→ **GIVEN INSTRUCTION**
Return every line in the entries below that contains the word "drawer", matching its case exactly.

→ **DATASET EXTRACT**

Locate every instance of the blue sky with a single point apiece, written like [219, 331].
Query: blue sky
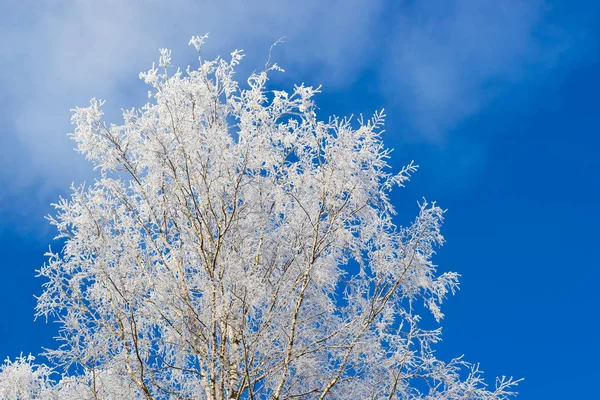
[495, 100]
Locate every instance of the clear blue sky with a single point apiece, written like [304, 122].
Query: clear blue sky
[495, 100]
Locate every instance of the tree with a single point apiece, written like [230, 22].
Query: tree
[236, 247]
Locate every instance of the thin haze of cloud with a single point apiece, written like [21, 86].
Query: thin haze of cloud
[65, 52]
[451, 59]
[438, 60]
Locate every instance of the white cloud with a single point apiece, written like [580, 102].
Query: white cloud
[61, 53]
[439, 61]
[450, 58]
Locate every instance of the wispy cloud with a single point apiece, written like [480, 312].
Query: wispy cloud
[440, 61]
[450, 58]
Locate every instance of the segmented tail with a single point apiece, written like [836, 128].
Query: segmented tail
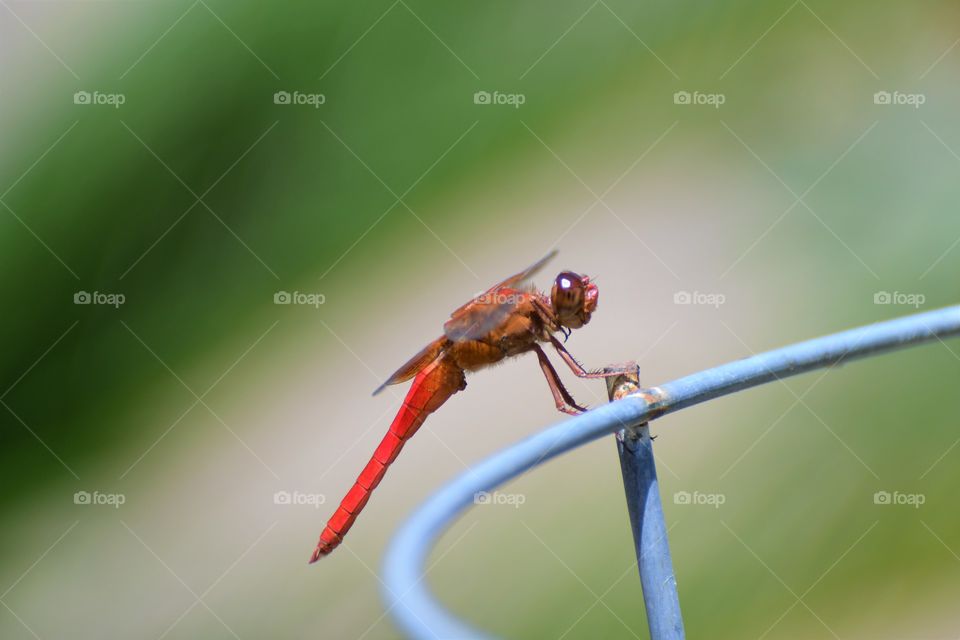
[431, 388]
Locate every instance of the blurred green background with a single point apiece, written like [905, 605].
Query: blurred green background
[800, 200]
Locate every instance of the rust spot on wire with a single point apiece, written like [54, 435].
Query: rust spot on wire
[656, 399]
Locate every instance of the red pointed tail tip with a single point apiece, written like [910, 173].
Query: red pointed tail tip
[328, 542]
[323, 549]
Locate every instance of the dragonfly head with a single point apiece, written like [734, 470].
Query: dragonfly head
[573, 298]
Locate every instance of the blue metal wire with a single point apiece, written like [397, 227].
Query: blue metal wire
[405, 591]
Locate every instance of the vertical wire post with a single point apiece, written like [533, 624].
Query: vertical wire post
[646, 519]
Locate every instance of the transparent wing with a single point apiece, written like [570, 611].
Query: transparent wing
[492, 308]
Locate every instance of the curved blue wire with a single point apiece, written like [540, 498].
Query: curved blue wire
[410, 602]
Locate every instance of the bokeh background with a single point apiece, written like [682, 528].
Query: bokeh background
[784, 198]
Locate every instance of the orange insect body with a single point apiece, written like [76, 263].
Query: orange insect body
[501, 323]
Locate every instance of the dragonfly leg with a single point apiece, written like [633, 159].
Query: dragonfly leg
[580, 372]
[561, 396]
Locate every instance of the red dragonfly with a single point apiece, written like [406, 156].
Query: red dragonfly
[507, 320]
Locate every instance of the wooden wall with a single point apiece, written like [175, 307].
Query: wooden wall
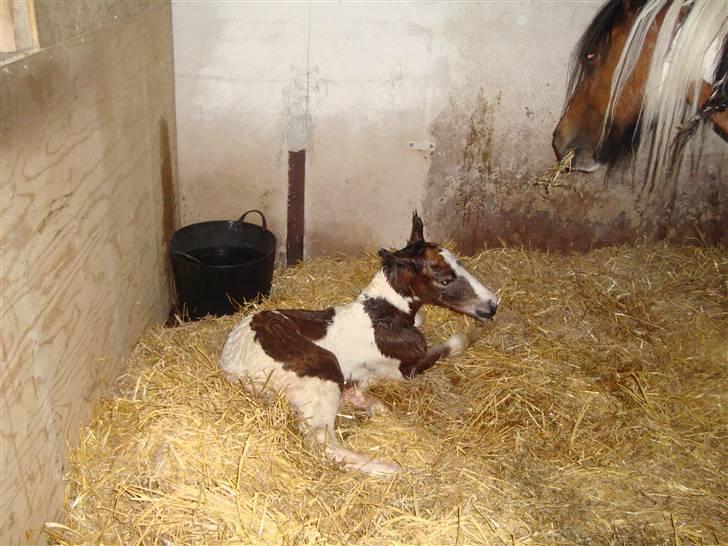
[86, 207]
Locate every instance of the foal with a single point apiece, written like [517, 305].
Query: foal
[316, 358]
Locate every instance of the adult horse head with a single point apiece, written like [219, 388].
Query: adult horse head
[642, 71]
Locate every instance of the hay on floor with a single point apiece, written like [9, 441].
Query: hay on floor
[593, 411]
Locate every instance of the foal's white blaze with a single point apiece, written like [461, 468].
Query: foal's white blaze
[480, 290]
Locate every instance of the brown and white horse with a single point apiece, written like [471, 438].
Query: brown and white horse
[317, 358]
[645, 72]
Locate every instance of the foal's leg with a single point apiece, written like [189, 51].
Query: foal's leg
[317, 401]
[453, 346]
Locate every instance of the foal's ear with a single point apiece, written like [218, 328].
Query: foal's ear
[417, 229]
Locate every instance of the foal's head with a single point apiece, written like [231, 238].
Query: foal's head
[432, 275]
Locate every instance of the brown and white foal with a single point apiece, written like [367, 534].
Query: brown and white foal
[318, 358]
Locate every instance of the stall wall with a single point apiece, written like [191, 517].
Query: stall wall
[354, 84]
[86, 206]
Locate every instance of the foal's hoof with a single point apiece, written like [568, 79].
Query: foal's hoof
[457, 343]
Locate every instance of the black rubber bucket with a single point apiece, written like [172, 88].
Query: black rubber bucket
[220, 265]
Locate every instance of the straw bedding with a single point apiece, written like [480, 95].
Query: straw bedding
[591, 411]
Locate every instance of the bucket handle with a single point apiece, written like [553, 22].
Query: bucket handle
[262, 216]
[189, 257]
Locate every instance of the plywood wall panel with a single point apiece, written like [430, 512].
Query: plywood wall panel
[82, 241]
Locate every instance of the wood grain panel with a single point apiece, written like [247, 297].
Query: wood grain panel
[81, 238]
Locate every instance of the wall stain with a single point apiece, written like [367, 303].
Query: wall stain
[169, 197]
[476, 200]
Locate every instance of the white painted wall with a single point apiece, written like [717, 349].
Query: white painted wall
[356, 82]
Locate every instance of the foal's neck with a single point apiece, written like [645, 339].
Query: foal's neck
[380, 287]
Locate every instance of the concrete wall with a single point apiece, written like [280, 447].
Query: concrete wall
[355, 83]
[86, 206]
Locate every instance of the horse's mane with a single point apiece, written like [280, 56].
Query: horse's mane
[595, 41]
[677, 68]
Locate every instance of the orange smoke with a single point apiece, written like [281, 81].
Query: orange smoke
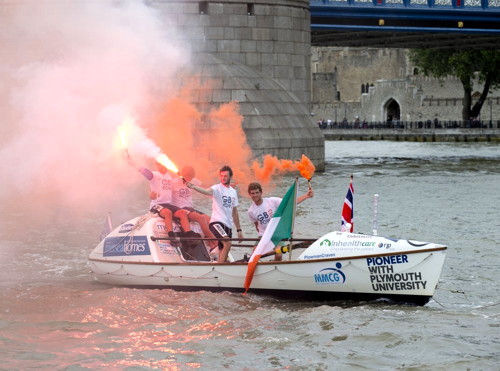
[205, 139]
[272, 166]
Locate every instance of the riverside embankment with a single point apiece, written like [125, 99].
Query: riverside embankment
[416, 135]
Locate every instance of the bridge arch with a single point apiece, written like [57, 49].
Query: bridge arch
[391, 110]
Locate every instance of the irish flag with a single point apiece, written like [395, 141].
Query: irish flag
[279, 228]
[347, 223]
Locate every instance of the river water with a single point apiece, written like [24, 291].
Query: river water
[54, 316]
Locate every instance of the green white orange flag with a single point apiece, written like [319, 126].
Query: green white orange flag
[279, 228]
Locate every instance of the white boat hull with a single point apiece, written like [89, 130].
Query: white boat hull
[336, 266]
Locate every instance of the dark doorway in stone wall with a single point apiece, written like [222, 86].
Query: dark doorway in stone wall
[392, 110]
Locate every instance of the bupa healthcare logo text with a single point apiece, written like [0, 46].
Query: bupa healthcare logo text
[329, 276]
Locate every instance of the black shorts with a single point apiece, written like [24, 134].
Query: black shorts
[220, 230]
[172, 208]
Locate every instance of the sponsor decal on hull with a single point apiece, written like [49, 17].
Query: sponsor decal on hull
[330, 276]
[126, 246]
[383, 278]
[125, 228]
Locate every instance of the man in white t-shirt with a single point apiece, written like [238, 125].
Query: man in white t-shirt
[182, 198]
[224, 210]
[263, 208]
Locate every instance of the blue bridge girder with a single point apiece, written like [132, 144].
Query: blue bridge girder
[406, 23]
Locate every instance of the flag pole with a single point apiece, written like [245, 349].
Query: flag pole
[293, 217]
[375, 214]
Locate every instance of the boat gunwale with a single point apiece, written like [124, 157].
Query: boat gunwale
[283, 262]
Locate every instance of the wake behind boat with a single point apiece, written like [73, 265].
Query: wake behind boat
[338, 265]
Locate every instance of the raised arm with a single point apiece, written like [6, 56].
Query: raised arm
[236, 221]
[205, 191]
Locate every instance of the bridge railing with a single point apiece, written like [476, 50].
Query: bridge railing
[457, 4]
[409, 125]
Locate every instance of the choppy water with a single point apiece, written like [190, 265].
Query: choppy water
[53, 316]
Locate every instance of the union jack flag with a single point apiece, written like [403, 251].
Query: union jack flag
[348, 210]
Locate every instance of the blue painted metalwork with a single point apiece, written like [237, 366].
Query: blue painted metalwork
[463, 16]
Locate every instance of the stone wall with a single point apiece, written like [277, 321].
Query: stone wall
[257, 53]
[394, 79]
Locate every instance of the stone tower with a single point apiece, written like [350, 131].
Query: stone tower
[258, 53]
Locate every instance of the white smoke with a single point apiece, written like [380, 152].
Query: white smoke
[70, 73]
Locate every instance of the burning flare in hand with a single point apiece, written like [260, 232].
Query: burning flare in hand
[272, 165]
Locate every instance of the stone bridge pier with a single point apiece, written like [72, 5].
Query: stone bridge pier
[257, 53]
---
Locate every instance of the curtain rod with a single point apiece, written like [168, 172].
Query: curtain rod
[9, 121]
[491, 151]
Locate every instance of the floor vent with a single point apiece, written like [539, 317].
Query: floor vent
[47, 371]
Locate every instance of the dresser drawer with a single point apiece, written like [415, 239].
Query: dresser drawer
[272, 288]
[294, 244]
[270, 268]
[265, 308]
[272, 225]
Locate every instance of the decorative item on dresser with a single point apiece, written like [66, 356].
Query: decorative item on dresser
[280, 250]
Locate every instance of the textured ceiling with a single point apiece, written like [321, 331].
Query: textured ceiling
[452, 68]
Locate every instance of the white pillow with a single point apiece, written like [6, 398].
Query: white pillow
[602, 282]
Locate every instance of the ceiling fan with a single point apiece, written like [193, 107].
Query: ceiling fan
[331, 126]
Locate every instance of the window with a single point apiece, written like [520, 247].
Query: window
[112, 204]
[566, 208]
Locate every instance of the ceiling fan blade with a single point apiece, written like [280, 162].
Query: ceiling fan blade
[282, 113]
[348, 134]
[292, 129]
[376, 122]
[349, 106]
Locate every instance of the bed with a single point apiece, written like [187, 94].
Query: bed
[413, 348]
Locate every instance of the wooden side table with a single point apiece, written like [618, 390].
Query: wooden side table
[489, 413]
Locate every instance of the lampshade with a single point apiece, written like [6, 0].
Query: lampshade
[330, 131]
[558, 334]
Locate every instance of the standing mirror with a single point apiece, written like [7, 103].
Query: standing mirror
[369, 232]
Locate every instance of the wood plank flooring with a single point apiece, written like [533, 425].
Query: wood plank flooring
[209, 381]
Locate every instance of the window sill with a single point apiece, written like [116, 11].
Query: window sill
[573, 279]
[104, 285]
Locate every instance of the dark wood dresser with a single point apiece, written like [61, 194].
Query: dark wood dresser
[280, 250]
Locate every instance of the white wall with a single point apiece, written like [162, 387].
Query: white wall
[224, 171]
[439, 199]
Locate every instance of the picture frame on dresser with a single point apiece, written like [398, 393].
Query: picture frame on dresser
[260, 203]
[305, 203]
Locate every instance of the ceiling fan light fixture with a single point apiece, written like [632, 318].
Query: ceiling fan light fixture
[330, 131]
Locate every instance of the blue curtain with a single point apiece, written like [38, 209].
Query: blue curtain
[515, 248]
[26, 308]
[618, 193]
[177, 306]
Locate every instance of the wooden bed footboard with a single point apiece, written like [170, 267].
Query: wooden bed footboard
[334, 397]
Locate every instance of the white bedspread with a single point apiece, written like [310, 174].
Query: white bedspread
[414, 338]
...
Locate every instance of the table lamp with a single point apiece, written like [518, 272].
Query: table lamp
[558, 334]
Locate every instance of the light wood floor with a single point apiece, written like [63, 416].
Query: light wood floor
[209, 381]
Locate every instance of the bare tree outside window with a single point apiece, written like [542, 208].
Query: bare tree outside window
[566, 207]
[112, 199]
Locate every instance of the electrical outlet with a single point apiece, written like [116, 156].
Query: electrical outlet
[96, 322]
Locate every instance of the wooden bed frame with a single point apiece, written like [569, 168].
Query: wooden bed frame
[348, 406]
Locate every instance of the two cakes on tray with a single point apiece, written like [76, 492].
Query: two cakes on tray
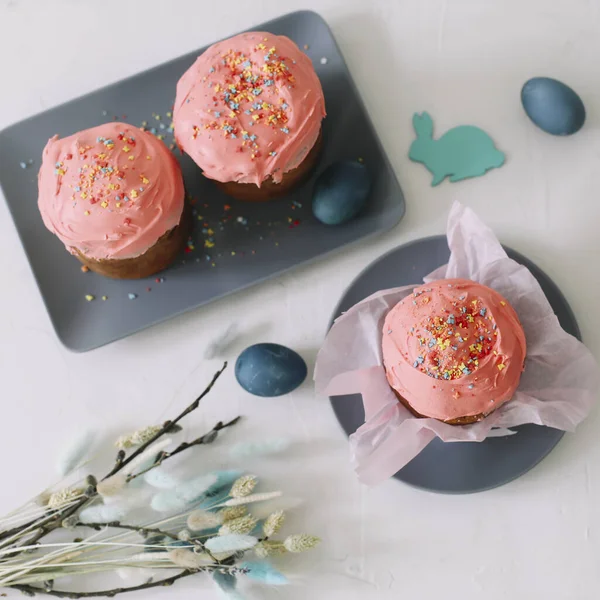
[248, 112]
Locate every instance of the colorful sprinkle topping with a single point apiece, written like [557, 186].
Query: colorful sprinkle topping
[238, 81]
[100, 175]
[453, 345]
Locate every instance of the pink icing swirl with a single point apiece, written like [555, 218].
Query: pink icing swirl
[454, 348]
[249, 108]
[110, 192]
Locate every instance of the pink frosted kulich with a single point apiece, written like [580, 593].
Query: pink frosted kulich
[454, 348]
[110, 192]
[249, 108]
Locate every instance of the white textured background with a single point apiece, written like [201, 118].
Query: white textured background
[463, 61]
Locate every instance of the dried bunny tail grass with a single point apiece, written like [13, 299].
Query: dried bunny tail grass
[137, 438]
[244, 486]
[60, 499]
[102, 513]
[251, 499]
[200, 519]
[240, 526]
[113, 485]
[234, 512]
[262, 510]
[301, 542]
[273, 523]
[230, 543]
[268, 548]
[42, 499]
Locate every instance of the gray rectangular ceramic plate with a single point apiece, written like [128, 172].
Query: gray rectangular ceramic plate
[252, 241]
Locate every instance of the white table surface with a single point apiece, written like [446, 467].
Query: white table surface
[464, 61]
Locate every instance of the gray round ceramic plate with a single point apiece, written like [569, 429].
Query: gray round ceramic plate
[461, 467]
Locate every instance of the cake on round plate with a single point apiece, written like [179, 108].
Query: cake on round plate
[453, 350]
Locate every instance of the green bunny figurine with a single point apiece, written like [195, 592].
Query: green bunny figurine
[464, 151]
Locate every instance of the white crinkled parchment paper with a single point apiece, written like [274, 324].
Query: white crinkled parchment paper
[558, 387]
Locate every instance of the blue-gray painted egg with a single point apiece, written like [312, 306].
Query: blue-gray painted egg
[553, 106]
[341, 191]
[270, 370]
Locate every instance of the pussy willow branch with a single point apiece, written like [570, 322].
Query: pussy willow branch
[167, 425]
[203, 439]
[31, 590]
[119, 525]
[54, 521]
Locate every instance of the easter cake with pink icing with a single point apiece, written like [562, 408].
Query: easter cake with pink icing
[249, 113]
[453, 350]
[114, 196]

→ **FULL ANSWER**
Locate every instance of the dresser drawer with a single point apiece, written like [415, 239].
Query: dresser drawer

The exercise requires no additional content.